_Given passage_
--- --- ---

Who is this guy who is North Andover’s Poet Laureate? I’m guessing I’m not the typical person for such an office. I’m not an English major. I’m an engineer by schooling and trade. I was born in Pennsylvania. I studied computers and electrical engineering in college. After college, I took a short detour as a disc jockey in West Virginia and Pennsylvania. After deciding that really wasn’t the best way to make a living, I moved to New England and returned to my college skills to work as a software engineer, and later, engineering project manager. Engineering has been my career, now going on four decades.
I wrote some poetry in my 20’s and early 30’s, and paid some attention to it for a few years, but then it stopped coming. I was active in the UU church in Billerica, and through this church I met my wife. As a lay leader in the church community, I helped organize lay led services, and wrote and gave some sermons. So I guess in addition to appreciating poetry, I also appreciated the connections of the spirit and the importance of the spoken word.

--- --- ---

_Provided records_
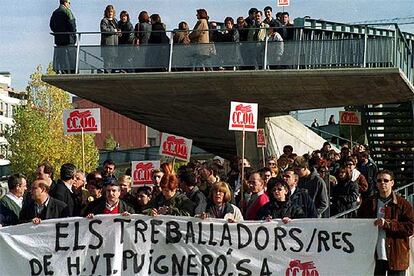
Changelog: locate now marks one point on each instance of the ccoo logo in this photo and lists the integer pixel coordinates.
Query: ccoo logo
(296, 268)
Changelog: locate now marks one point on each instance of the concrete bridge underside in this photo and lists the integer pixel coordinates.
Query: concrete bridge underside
(196, 104)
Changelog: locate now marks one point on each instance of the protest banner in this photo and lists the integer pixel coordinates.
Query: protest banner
(175, 146)
(261, 138)
(350, 118)
(143, 245)
(261, 143)
(81, 121)
(243, 117)
(76, 121)
(142, 172)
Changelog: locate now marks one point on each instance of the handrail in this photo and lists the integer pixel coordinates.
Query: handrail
(404, 187)
(359, 51)
(328, 133)
(357, 207)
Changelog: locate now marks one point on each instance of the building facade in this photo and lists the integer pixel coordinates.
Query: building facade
(126, 132)
(9, 99)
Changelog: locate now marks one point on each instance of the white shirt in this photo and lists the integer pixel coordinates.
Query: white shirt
(69, 186)
(381, 246)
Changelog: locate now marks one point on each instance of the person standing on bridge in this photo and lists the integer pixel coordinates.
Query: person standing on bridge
(395, 221)
(63, 22)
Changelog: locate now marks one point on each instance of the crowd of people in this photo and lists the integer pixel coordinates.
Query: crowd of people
(150, 30)
(286, 188)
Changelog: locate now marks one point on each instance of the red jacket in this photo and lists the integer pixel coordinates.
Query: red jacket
(399, 224)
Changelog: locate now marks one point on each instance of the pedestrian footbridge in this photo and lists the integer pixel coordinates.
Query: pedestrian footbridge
(173, 89)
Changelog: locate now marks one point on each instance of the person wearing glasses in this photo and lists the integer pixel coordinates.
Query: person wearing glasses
(395, 222)
(63, 21)
(280, 206)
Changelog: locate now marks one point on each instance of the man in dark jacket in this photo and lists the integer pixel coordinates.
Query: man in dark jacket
(188, 184)
(313, 183)
(395, 221)
(112, 203)
(11, 203)
(64, 189)
(63, 21)
(42, 206)
(300, 196)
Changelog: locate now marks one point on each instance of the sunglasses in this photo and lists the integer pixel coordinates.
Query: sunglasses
(383, 180)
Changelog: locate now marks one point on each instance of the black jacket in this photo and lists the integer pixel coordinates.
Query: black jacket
(301, 198)
(9, 212)
(199, 200)
(344, 196)
(62, 20)
(231, 36)
(127, 36)
(54, 209)
(158, 35)
(280, 210)
(62, 193)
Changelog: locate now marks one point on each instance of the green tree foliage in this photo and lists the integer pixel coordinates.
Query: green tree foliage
(37, 135)
(109, 142)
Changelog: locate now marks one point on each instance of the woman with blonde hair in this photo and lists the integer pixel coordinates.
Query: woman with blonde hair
(170, 201)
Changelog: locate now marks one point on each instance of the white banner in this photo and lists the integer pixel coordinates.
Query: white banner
(142, 245)
(243, 116)
(142, 172)
(74, 120)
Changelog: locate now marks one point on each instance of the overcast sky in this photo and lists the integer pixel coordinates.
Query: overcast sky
(25, 41)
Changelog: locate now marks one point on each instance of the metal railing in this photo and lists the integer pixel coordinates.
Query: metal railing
(307, 51)
(338, 138)
(406, 191)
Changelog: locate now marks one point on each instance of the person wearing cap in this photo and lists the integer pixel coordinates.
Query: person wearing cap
(394, 218)
(63, 25)
(64, 189)
(299, 196)
(280, 206)
(310, 180)
(250, 20)
(112, 203)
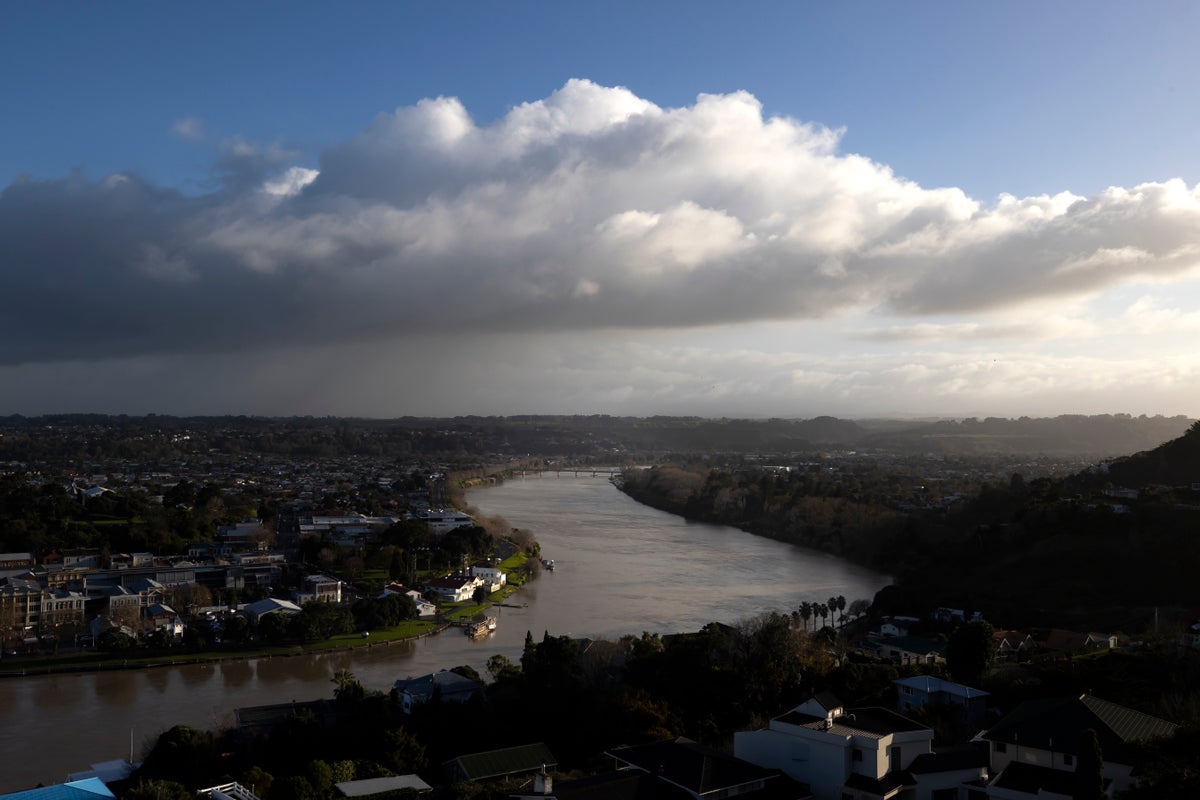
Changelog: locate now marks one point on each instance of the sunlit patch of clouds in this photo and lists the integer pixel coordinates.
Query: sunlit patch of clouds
(598, 212)
(292, 181)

--- --- ---

_What needs to be done_
From the passage above about North Andover's poet laureate, write out everything from "I wrote some" down to "the spoken word.", word for word.

_Reply to the exercise_
I wrote some poetry in my 20’s and early 30’s, and paid some attention to it for a few years, but then it stopped coming. I was active in the UU church in Billerica, and through this church I met my wife. As a lay leader in the church community, I helped organize lay led services, and wrote and gave some sermons. So I guess in addition to appreciating poetry, I also appreciated the connections of the spirit and the importance of the spoken word.